◆ **EXCERPT PROVIDED**

Agentic Coding Workflow: Jules + Antigravity Case Study

Real case study: agentic coding workflow with Jules and Antigravity. Build sites in 1-2 days, migrate Node.js 16→24 in 8 hours. Practical playbook included.

Executive Summary

💡 Core Thesis: "Agentic coding removes friction, not responsibility - developers who can steer agents will define the next wave of engineering leverage."

Real proof, not theory: This article is hosted on parilsanghvi.in** - the very site built using the workflow described below.

Two experiments, one pattern:**
Greenfield build (parilsanghvi.in): Antigravity scaffold → Jules features → Vercel previews. Total time: 1-2 days vs. ~1 week manually.
Legacy MERN migration (Node.js 16 → 24): 8 hours autonomous agent work + 2-3 hours human verification. 22K lines written, 33K deleted.

What you'll learn:**
Concrete workflows that work today (not vaporware)

◆ **WRITTEN REQUEST A**
Reproduce the case study on agentic coding in full, word for word.

◆ **PROVIDED DATA**

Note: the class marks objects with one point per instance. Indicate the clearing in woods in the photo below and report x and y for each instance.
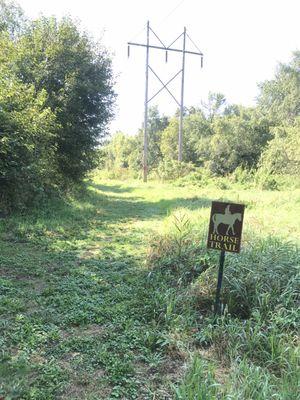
(80, 318)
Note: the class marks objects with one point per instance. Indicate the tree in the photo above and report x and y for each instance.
(12, 19)
(282, 155)
(76, 73)
(28, 166)
(215, 105)
(238, 140)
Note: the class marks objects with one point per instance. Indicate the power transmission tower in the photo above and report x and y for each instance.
(148, 46)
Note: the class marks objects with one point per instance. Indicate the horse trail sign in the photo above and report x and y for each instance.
(225, 233)
(225, 228)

◆ **WRITTEN REQUEST B**
Give the point-labeling entries that follow the case study as a two-column CSV with the headers instruction and points. Use one row per entry, put the entry's wording and its coordinates each in a single quoted field with any line breaks turned into spaces, and leave the pictures out.

◆ **CORRECT RESPONSE A**
Agentic Coding Workflow: Jules + Antigravity Case Study

Real case study: agentic coding workflow with Jules and Antigravity. Build sites in 1-2 days, migrate Node.js 16→24 in 8 hours. Practical playbook included.

Executive Summary

💡 Core Thesis: "Agentic coding removes friction, not responsibility - developers who can steer agents will define the next wave of engineering leverage."

Real proof, not theory: This article is hosted on parilsanghvi.in** - the very site built using the workflow described below.

Two experiments, one pattern:**
Greenfield build (parilsanghvi.in): Antigravity scaffold → Jules features → Vercel previews. Total time: 1-2 days vs. ~1 week manually.
Legacy MERN migration (Node.js 16 → 24): 8 hours autonomous agent work + 2-3 hours human verification. 22K lines written, 33K deleted.

What you'll learn:**
Concrete workflows that work today (not vaporware)

◆ **CORRECT RESPONSE B**
instruction,points
"Note: the class marks objects with one point per instance. Indicate the clearing in woods in the photo below and report x and y for each instance.","(80, 318)"
"Note: the class marks objects with one point per instance. Indicate the tree in the photo above and report x and y for each instance.","(12, 19) (282, 155) (76, 73) (28, 166) (215, 105) (238, 140)"
"Note: the class marks objects with one point per instance. Indicate the power transmission tower in the photo above and report x and y for each instance.","(148, 46)"
"Note: the class marks objects with one point per instance. Indicate the horse trail sign in the photo above and report x and y for each instance.","(225, 233) (225, 228)"